### [Arbeitsanweisungen]
**a)** Zählen Sie alle Benutzernamen auf, die im Textauszug zusammen mit einem Datum als Verfasser eines Beitrags angegeben sind.
**b)** Schreiben Sie den Abschnitt des Textauszugs zwischen „na die is sowieso“ und „bike-show.de (2. März 2010)“ einschließlich dieser beiden Stellen wortgetreu ab.

### [Textauszug]
Hier nen Testbericht http://www.mobiflip.de/2010/02/kodak-zi8-full-hd-pocket-videokamera-im-test/


Gruß
Marcus


----------



## jan_hl (2. März 2010)

was ist mit der?

http://www.goprocamera.com/index.php?area=2&productid=33

Ist zwar nicht mehr ganz preiswert, aber evtl. lohnt das sparen?

Beispiele gibt's da:

http://www.goprocamera.com/hdheropreview/


----------



## Icke84 (2. März 2010)

jan_hl schrieb:


> was ist mit der?
> 
> http://www.goprocamera.com/index.php?area=2&productid=33
> 
> ...



na die is sowieso der hammer für actionaufnahmen. als helmkamera usw.

aber hast halt kein display und auch kein zoom sondern imme rnur extremes weitwinkel.


----------



## bike-show.de (2. März 2010)

Wo wir gerade beim Thema sind: hat jemand einen Tipp für eine gute kompakte Videokamera mit Festplatte? Preislich so um die 300 Euro? Mit Tasche und Kabeln sollte sie etwa Fahrradhelm-Größe haben.


----------



## bike 20 (2. März 2010)

Jvc gz-hd10


----------



## ZOO!CONTROL (13. März 2010)

Um 1763 Ecken behoben...


----------

### [Bereitgestellte Einträge]

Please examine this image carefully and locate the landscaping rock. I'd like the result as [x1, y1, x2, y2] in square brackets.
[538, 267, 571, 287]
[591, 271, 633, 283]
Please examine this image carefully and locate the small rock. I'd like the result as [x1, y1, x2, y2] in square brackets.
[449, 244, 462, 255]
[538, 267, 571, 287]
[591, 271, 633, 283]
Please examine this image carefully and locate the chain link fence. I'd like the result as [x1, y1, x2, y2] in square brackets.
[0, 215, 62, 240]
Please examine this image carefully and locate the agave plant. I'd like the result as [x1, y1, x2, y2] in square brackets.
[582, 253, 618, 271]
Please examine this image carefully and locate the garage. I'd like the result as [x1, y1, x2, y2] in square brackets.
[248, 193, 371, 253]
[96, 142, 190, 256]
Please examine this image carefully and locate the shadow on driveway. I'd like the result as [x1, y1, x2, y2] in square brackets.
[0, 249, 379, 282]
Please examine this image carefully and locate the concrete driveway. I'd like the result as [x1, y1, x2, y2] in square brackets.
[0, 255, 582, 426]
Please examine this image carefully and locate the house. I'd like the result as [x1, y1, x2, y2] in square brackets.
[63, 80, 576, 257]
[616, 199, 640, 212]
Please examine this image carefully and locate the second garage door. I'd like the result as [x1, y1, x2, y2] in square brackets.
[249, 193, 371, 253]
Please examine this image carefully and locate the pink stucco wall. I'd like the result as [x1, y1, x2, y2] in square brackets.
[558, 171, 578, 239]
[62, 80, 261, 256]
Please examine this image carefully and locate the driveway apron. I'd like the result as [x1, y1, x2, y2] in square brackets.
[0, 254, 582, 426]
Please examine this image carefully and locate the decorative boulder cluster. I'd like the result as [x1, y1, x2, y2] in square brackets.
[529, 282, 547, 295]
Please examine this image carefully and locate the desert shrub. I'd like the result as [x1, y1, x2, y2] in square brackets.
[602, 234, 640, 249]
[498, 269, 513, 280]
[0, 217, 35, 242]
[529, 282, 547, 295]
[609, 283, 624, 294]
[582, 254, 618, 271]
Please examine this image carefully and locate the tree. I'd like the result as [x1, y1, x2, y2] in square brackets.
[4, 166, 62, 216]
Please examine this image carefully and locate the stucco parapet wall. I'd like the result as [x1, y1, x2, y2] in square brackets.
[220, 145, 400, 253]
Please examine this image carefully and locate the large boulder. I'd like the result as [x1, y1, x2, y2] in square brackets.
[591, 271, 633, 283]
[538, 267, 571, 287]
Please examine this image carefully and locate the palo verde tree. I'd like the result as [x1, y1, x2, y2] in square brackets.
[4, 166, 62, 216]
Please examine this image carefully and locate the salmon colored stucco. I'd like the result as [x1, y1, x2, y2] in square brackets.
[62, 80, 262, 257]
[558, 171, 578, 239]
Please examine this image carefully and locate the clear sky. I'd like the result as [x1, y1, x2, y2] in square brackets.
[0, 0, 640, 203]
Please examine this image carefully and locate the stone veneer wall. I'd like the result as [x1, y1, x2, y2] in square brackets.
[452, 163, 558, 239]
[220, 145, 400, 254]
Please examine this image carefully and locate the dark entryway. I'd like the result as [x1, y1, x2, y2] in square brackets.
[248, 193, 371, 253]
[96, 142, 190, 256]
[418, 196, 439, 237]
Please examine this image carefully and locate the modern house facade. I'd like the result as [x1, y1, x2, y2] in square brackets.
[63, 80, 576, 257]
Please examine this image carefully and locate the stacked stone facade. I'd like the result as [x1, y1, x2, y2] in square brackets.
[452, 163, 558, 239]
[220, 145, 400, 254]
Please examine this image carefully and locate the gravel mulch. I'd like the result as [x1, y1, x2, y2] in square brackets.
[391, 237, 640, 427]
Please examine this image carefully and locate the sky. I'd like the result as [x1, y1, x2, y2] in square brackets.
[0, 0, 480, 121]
* * *
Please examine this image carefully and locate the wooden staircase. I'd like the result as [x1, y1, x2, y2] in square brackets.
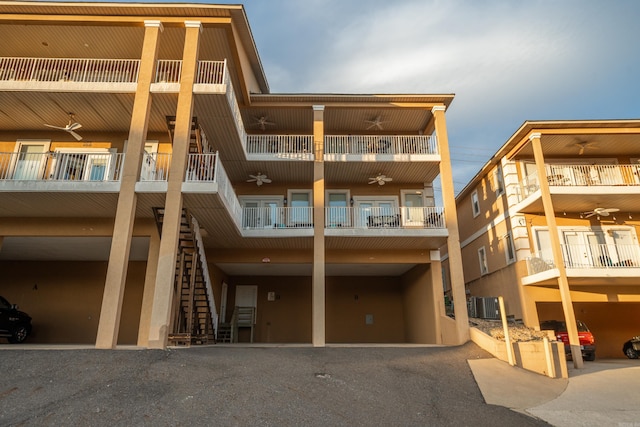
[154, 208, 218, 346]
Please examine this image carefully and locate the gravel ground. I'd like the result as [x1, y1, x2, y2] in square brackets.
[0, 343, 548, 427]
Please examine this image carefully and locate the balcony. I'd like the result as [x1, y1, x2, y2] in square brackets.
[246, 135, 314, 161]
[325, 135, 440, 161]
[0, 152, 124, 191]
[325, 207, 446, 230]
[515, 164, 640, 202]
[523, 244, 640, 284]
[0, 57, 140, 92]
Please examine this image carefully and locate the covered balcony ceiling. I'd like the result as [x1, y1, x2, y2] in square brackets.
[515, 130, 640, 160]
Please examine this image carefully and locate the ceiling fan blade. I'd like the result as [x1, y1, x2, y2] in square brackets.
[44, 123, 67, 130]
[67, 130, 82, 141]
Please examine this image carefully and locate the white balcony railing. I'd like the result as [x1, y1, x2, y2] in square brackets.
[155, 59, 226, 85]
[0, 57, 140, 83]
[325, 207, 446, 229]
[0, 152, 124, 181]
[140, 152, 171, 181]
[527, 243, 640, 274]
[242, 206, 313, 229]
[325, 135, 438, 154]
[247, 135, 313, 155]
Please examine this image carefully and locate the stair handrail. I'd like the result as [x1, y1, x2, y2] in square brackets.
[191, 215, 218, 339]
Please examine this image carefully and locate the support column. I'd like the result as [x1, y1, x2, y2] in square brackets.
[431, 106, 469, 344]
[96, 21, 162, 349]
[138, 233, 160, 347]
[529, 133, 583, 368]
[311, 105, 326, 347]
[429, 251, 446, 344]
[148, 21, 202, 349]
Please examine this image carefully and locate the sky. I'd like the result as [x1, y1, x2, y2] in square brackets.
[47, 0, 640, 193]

### [Lösungen]
**a)** jan_hl, Icke84, bike-show.de, bike 20, ZOO!CONTROL

**b)**
na die is sowieso der hammer für actionaufnahmen. als helmkamera usw.

aber hast halt kein display und auch kein zoom sondern imme rnur extremes weitwinkel.


----------



## bike-show.de (2. März 2010)